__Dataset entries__
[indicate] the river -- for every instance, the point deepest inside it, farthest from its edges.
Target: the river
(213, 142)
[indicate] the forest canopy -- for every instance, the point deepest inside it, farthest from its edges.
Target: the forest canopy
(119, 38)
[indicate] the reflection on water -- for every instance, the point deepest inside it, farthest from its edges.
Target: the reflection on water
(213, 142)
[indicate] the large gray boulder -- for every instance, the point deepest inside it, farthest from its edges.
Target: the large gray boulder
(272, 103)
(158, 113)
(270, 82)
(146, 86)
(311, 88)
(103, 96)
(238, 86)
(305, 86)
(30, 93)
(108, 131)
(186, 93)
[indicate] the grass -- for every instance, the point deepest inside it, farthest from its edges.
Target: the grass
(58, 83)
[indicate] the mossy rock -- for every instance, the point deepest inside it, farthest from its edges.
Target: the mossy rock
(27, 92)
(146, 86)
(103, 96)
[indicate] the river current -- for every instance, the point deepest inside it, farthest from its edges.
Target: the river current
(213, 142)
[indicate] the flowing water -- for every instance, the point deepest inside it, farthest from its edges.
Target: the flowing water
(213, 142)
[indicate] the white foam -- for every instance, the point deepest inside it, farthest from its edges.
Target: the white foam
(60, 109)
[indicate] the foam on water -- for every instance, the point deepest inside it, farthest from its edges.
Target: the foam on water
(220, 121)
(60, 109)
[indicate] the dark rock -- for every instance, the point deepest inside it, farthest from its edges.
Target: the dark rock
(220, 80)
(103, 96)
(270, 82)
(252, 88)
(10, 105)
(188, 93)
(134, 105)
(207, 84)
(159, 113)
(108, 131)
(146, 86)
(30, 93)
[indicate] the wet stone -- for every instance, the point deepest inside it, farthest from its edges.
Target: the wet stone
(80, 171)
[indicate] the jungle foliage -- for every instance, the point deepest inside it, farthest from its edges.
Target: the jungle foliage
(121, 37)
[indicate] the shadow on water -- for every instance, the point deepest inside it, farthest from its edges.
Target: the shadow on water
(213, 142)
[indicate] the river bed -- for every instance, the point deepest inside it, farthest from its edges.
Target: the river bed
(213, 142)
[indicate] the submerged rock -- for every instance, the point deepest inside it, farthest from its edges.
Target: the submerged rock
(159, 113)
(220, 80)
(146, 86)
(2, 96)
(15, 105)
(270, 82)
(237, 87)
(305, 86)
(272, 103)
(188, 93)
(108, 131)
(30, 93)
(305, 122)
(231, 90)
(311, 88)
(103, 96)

__What to do__
What you return should match the data character for character.

__Reply__
[indicate] the river -- for every instance, the point deepest inside it, farthest from its edges.
Target: the river
(213, 142)
[indicate] the forest canopy -- for every instance, the point deepest inside it, farthest from its edges.
Target: the forest canopy
(119, 38)
[indicate] the reflection on water -- for every instance, the point deepest inside it, farthest from its edges.
Target: the reflection on water
(213, 142)
[indicate] the large gray boulder -- for every instance, the point deepest inside it, farthest from its edges.
Target: the large gray boulder
(272, 103)
(158, 113)
(270, 82)
(146, 86)
(311, 88)
(103, 96)
(238, 86)
(305, 86)
(30, 93)
(108, 131)
(186, 93)
[indicate] the grass -- for every instance, the point deepest inside it, farthest from its edges.
Target: the grass
(58, 83)
[indicate] the mossy rock -- for every instance, the point deepest inside it, farthest from its edges.
Target: the mossy rock
(27, 92)
(146, 86)
(103, 96)
[indicate] the river current -- for every instance, the point deepest inside it, farthest from its edges.
Target: the river current
(213, 142)
[indicate] the flowing water -- for every instance, the point deepest inside it, farthest from its edges.
Target: the flowing water
(213, 142)
[indicate] the white foam -- for every instance, the point deepest inside it, farthest from its edges.
Target: the white foam
(60, 109)
[indicate] the foam on water -- for every instance, the point deepest inside it, farthest from its edges.
Target: the foam on water
(220, 121)
(60, 109)
[indicate] the dark rock -- for every instance, the point deepest inside it, farthest from its edges.
Target: the dark rock
(220, 80)
(103, 96)
(270, 82)
(252, 88)
(10, 105)
(188, 93)
(134, 105)
(207, 84)
(159, 113)
(108, 131)
(146, 86)
(30, 93)
[indicate] the wet stone -- for every instance, the point deepest inside it, farthest from its edges.
Target: the wet stone
(80, 171)
[indicate] the jungle foliage -- for every instance, the point deepest inside it, farthest from its edges.
Target: the jungle foliage
(121, 37)
[indicate] the shadow on water -- for every instance, the point deepest inside it, farthest from its edges.
Target: the shadow on water
(213, 142)
[indicate] the river bed -- for every instance, the point deepest inside it, farthest from its edges.
Target: the river bed
(213, 142)
[indicate] the submerged rock -- for every instance, the point deepest inside it, farthest from its edges.
Target: the submerged rock
(159, 113)
(220, 80)
(146, 86)
(2, 96)
(15, 105)
(270, 82)
(237, 87)
(305, 86)
(272, 103)
(188, 93)
(108, 131)
(30, 93)
(305, 122)
(231, 90)
(311, 88)
(103, 96)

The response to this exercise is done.